Onderstaand formuleert de fractie van GL een aantal vragen betreffende zaken die op het eerste gezicht wellicht weinig met elkaar te maken hebben maar nader beschouwd is er wel degelijk een verband.

Aanleiding voor deze vragen vormt de onlangs door uw college aan de eigen Afdeling Groenbeheer verleende omgevings- c.q. kapvergunning voor 51 essen aan de Gasterense weg te Loon.

Aan de hand van de ambtelijke antwoorden die wij desgevraagd ontvingen, hebben wij begrepen dat er in 2009 onderzoek gedaan is naar de bomen rondom Loon. Daaruit kwam naar voren dat de betreffende essen aan de Gasterenseweg redelijk goed waren. Nu 3 jaar later blijken de bomen drastisch achteruit te zijn gegaan. Als mogelijke oorzaak wordt de essentaksterfte genoemd en in mindere mate het strooizout. De bomen zijn dermate ernstig verzwakt de laatste jaren dat kap onontkoombaar lijkt.

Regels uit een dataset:
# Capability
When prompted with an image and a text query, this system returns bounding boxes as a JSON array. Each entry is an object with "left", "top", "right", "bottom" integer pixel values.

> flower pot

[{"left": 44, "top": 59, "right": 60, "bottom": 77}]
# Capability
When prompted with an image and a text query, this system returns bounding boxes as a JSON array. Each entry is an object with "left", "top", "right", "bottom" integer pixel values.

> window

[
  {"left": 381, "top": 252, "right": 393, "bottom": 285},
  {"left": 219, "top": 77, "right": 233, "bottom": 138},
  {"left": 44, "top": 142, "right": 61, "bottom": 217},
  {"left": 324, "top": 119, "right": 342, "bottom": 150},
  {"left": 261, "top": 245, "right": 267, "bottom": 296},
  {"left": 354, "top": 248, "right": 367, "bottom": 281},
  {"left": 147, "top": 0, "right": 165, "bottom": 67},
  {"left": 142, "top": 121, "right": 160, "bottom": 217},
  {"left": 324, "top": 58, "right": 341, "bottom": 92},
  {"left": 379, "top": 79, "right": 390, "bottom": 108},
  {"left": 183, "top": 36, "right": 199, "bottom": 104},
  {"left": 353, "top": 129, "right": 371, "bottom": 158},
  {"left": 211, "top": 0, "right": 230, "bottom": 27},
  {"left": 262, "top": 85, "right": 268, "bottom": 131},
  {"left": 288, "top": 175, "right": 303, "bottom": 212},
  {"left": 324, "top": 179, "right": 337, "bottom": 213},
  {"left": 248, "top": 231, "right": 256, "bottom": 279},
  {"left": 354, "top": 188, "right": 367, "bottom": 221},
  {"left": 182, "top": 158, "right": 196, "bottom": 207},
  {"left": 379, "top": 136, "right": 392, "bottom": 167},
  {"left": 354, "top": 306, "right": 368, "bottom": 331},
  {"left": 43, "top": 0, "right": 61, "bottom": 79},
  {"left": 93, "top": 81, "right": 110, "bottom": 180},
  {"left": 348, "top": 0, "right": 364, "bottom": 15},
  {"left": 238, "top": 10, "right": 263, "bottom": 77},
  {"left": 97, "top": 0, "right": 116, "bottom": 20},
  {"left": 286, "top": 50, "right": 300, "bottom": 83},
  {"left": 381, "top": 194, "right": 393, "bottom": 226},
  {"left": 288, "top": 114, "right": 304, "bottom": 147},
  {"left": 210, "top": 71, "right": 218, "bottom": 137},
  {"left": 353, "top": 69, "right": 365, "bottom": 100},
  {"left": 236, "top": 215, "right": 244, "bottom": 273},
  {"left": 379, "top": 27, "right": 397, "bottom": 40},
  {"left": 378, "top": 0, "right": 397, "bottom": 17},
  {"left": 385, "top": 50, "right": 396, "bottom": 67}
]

** OPDRACHT **
Welke oorzaak noemt de tekst over de kapvergunning in Loon als belangrijkste mogelijke reden voor de achteruitgang van de essen aan de Gasterenseweg?

** UITWERKING **
De essentaksterfte.